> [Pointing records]

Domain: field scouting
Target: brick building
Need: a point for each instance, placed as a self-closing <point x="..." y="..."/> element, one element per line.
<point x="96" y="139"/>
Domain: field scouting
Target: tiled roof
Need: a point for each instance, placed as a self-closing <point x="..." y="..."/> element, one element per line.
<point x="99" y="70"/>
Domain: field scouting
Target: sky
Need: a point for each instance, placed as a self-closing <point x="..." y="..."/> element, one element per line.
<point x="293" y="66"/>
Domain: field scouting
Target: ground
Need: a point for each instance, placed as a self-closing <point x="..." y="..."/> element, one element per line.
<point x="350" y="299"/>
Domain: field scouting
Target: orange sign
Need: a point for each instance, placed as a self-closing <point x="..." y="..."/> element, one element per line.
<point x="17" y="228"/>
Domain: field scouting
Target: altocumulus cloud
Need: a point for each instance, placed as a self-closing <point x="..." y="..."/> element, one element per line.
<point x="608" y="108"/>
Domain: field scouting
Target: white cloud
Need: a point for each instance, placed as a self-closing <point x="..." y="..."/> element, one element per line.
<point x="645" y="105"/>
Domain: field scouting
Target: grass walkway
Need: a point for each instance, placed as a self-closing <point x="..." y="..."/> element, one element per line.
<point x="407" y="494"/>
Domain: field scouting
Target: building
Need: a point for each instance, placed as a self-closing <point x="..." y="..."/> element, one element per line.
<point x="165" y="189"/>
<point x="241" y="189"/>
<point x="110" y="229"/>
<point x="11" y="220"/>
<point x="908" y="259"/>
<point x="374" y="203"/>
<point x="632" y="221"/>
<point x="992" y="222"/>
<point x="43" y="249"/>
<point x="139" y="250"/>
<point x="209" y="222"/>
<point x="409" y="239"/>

> [REQUIREMENTS]
Rewrite the material above with every occurrence of "field scouting" changed to "site survey", keeping all other text the same.

> [THE COMPLETED TASK]
Domain: site survey
Target: brick building
Need: a point for each instance, placed as a self-closing <point x="..." y="..."/> element, one element per line.
<point x="96" y="139"/>
Domain: site survey
Target: tiled roof
Need: a point for each instance, placed as a self-closing <point x="..." y="..."/> element, one element per line.
<point x="99" y="70"/>
Domain: site survey
Target: sky
Need: a point for each instance, placed as a self-closing <point x="..." y="..."/> element, one element per line.
<point x="293" y="66"/>
Domain: site survey
Target: ground
Need: a point for each instance, placed as a self-closing <point x="..." y="..."/> element, one element per line.
<point x="350" y="299"/>
Domain: site survey
Target: orange sign
Need: a point for each instance, placed as a self-closing <point x="..." y="..."/> element, one element per line.
<point x="17" y="228"/>
Domain: site survey
Target: altocumulus cloud
Need: a point for each instance, placed as a self-closing <point x="..." y="..."/> element, one element per line.
<point x="608" y="108"/>
Domain: site survey
Target: white cloud
Need: a point for each instance, placed as a self-closing <point x="..." y="..."/> element, one element per line.
<point x="645" y="105"/>
Domain: site survey
Target: grass walkway
Need: a point for each instance, placed as a self-closing <point x="..." y="..."/> element, one element per line.
<point x="407" y="494"/>
Domain: site survey
Target: building
Need: a point for each instance, placed as a self-closing <point x="..." y="..."/> element, one element per line.
<point x="165" y="189"/>
<point x="241" y="189"/>
<point x="110" y="229"/>
<point x="11" y="220"/>
<point x="908" y="259"/>
<point x="374" y="203"/>
<point x="632" y="221"/>
<point x="992" y="222"/>
<point x="43" y="249"/>
<point x="139" y="250"/>
<point x="209" y="222"/>
<point x="409" y="239"/>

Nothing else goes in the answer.